BEGIN Provided entries

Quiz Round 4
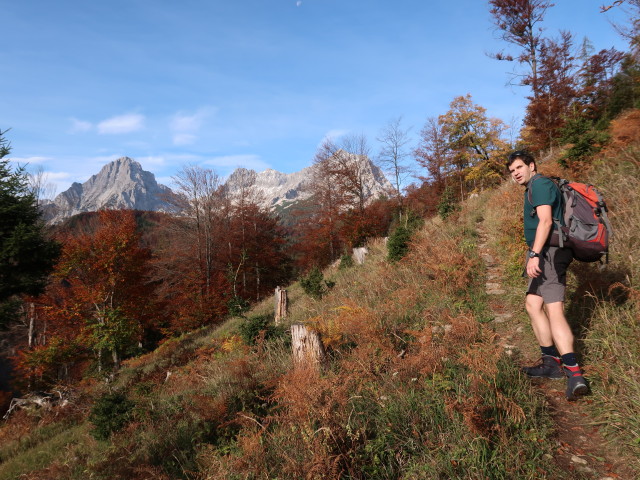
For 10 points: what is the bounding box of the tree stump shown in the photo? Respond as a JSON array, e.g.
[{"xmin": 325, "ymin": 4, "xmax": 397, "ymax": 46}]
[
  {"xmin": 275, "ymin": 287, "xmax": 288, "ymax": 325},
  {"xmin": 291, "ymin": 323, "xmax": 327, "ymax": 368}
]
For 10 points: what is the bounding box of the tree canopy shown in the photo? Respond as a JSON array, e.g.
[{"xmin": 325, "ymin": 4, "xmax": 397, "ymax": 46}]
[{"xmin": 0, "ymin": 131, "xmax": 59, "ymax": 322}]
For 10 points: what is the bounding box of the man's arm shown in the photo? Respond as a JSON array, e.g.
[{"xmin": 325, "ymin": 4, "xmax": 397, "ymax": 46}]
[{"xmin": 527, "ymin": 205, "xmax": 553, "ymax": 278}]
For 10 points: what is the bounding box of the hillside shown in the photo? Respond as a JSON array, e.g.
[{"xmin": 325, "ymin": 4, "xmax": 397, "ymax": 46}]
[{"xmin": 0, "ymin": 138, "xmax": 640, "ymax": 480}]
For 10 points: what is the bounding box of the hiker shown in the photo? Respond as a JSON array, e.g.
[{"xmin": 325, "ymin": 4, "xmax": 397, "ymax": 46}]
[{"xmin": 507, "ymin": 151, "xmax": 588, "ymax": 400}]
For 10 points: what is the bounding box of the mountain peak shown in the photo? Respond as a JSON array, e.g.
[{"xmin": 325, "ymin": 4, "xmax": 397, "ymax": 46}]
[{"xmin": 45, "ymin": 157, "xmax": 171, "ymax": 223}]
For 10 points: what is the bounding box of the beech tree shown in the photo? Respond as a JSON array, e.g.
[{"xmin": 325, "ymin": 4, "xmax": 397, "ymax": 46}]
[
  {"xmin": 377, "ymin": 117, "xmax": 410, "ymax": 207},
  {"xmin": 524, "ymin": 32, "xmax": 578, "ymax": 150},
  {"xmin": 153, "ymin": 166, "xmax": 232, "ymax": 333},
  {"xmin": 489, "ymin": 0, "xmax": 552, "ymax": 98},
  {"xmin": 314, "ymin": 135, "xmax": 370, "ymax": 212},
  {"xmin": 415, "ymin": 94, "xmax": 509, "ymax": 198},
  {"xmin": 413, "ymin": 117, "xmax": 452, "ymax": 191}
]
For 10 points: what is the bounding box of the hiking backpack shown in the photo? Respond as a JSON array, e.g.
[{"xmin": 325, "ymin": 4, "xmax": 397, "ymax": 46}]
[{"xmin": 529, "ymin": 177, "xmax": 613, "ymax": 262}]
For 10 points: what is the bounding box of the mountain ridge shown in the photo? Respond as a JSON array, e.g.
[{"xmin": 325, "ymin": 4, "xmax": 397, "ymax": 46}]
[{"xmin": 42, "ymin": 155, "xmax": 392, "ymax": 224}]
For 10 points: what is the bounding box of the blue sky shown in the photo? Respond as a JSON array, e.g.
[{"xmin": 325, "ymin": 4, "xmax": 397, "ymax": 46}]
[{"xmin": 0, "ymin": 0, "xmax": 626, "ymax": 193}]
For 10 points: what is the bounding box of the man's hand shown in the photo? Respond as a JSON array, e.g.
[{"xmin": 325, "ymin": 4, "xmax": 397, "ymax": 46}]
[{"xmin": 527, "ymin": 257, "xmax": 542, "ymax": 278}]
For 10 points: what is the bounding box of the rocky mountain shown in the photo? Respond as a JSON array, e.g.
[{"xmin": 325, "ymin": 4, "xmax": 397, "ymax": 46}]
[
  {"xmin": 43, "ymin": 157, "xmax": 172, "ymax": 223},
  {"xmin": 42, "ymin": 154, "xmax": 392, "ymax": 224},
  {"xmin": 226, "ymin": 152, "xmax": 393, "ymax": 209}
]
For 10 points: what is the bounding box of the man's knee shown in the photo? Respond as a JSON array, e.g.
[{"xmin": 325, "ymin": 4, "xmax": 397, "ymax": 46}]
[{"xmin": 524, "ymin": 294, "xmax": 544, "ymax": 315}]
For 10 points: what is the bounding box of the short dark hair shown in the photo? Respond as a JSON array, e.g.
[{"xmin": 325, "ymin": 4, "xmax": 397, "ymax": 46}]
[{"xmin": 507, "ymin": 150, "xmax": 536, "ymax": 172}]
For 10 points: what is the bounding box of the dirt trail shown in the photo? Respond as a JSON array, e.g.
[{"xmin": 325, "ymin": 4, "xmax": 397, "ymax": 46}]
[{"xmin": 479, "ymin": 225, "xmax": 640, "ymax": 480}]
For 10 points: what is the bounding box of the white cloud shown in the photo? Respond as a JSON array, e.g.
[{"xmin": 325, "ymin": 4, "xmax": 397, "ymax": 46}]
[
  {"xmin": 98, "ymin": 113, "xmax": 145, "ymax": 135},
  {"xmin": 203, "ymin": 154, "xmax": 271, "ymax": 172},
  {"xmin": 173, "ymin": 133, "xmax": 197, "ymax": 146},
  {"xmin": 135, "ymin": 155, "xmax": 166, "ymax": 170},
  {"xmin": 69, "ymin": 118, "xmax": 93, "ymax": 133},
  {"xmin": 169, "ymin": 107, "xmax": 215, "ymax": 145},
  {"xmin": 9, "ymin": 156, "xmax": 53, "ymax": 165}
]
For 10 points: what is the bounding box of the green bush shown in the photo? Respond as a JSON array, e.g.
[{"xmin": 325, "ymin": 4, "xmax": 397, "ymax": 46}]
[
  {"xmin": 438, "ymin": 186, "xmax": 459, "ymax": 220},
  {"xmin": 227, "ymin": 295, "xmax": 251, "ymax": 317},
  {"xmin": 338, "ymin": 253, "xmax": 354, "ymax": 270},
  {"xmin": 89, "ymin": 393, "xmax": 135, "ymax": 440},
  {"xmin": 387, "ymin": 225, "xmax": 411, "ymax": 262},
  {"xmin": 300, "ymin": 267, "xmax": 335, "ymax": 300}
]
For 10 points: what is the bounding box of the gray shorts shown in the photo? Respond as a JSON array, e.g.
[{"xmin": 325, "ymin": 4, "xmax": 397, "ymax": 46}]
[{"xmin": 527, "ymin": 247, "xmax": 573, "ymax": 304}]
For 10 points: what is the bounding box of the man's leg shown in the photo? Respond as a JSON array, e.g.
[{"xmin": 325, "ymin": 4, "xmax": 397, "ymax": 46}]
[
  {"xmin": 545, "ymin": 302, "xmax": 573, "ymax": 355},
  {"xmin": 522, "ymin": 293, "xmax": 564, "ymax": 379},
  {"xmin": 524, "ymin": 294, "xmax": 589, "ymax": 400},
  {"xmin": 525, "ymin": 293, "xmax": 553, "ymax": 347}
]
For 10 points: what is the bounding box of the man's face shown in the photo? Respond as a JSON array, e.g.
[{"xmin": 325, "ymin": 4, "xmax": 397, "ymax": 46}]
[{"xmin": 509, "ymin": 158, "xmax": 536, "ymax": 185}]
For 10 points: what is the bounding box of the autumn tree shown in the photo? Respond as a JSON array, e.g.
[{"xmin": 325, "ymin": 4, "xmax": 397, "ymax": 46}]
[
  {"xmin": 413, "ymin": 117, "xmax": 453, "ymax": 191},
  {"xmin": 524, "ymin": 32, "xmax": 578, "ymax": 150},
  {"xmin": 415, "ymin": 95, "xmax": 509, "ymax": 199},
  {"xmin": 489, "ymin": 0, "xmax": 552, "ymax": 98},
  {"xmin": 377, "ymin": 117, "xmax": 410, "ymax": 208},
  {"xmin": 18, "ymin": 210, "xmax": 157, "ymax": 383},
  {"xmin": 154, "ymin": 166, "xmax": 231, "ymax": 333}
]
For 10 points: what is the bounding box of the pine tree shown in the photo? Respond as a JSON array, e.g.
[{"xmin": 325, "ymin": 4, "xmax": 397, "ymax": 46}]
[{"xmin": 0, "ymin": 131, "xmax": 59, "ymax": 325}]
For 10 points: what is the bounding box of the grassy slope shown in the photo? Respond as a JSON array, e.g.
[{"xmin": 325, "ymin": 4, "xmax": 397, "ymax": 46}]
[{"xmin": 0, "ymin": 141, "xmax": 640, "ymax": 479}]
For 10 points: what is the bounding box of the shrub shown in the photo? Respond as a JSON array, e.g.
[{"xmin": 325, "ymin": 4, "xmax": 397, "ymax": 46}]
[
  {"xmin": 238, "ymin": 315, "xmax": 284, "ymax": 345},
  {"xmin": 338, "ymin": 253, "xmax": 354, "ymax": 270},
  {"xmin": 300, "ymin": 267, "xmax": 335, "ymax": 300},
  {"xmin": 89, "ymin": 393, "xmax": 134, "ymax": 440},
  {"xmin": 387, "ymin": 212, "xmax": 424, "ymax": 262},
  {"xmin": 227, "ymin": 295, "xmax": 251, "ymax": 317},
  {"xmin": 438, "ymin": 186, "xmax": 458, "ymax": 220},
  {"xmin": 387, "ymin": 225, "xmax": 411, "ymax": 262}
]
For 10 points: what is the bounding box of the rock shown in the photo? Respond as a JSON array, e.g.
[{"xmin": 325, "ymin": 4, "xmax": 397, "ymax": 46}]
[{"xmin": 571, "ymin": 455, "xmax": 588, "ymax": 465}]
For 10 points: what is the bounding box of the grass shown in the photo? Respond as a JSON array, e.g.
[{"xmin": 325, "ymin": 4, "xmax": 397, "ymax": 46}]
[{"xmin": 0, "ymin": 141, "xmax": 640, "ymax": 480}]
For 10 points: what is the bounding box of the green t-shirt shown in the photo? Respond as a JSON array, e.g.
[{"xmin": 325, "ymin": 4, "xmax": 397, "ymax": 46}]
[{"xmin": 524, "ymin": 173, "xmax": 563, "ymax": 248}]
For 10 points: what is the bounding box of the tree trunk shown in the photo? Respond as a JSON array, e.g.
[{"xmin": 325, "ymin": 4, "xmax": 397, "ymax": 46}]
[
  {"xmin": 291, "ymin": 323, "xmax": 326, "ymax": 368},
  {"xmin": 275, "ymin": 287, "xmax": 288, "ymax": 325},
  {"xmin": 27, "ymin": 302, "xmax": 36, "ymax": 350}
]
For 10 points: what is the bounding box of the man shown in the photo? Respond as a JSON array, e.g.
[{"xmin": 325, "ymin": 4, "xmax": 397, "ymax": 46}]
[{"xmin": 507, "ymin": 151, "xmax": 588, "ymax": 400}]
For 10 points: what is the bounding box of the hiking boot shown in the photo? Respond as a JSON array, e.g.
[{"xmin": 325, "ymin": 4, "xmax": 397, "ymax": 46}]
[
  {"xmin": 522, "ymin": 355, "xmax": 565, "ymax": 380},
  {"xmin": 564, "ymin": 367, "xmax": 589, "ymax": 401}
]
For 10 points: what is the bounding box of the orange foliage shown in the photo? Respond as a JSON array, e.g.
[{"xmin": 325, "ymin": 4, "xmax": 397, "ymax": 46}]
[{"xmin": 604, "ymin": 109, "xmax": 640, "ymax": 155}]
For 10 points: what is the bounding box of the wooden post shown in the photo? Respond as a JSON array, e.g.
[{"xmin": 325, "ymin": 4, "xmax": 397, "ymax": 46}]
[
  {"xmin": 275, "ymin": 287, "xmax": 288, "ymax": 325},
  {"xmin": 291, "ymin": 323, "xmax": 327, "ymax": 367}
]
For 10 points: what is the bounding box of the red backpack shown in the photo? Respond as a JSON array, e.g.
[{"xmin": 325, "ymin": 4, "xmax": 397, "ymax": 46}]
[{"xmin": 529, "ymin": 177, "xmax": 613, "ymax": 262}]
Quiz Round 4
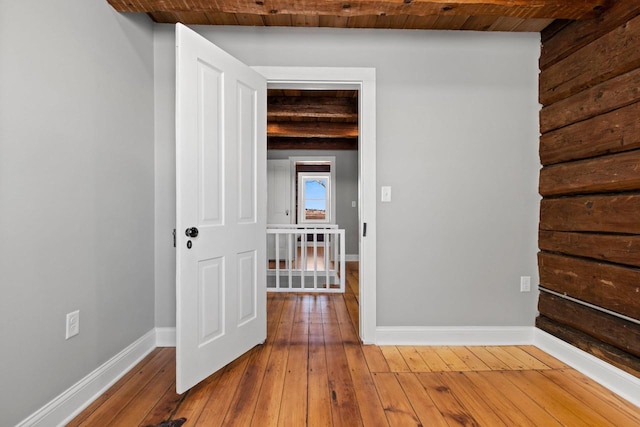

END Provided entries

▶ _Directive_: Please list each line in the data above that contains the word "green".

▶ _Exercise output_:
For 10 points: what is the bounding box of the green bush shown in the photo? Respond as a JSON array, e.g.
For 10 points: what is the bounding box of the green t-shirt shown in the photo? Respond as a JSON array, e.g.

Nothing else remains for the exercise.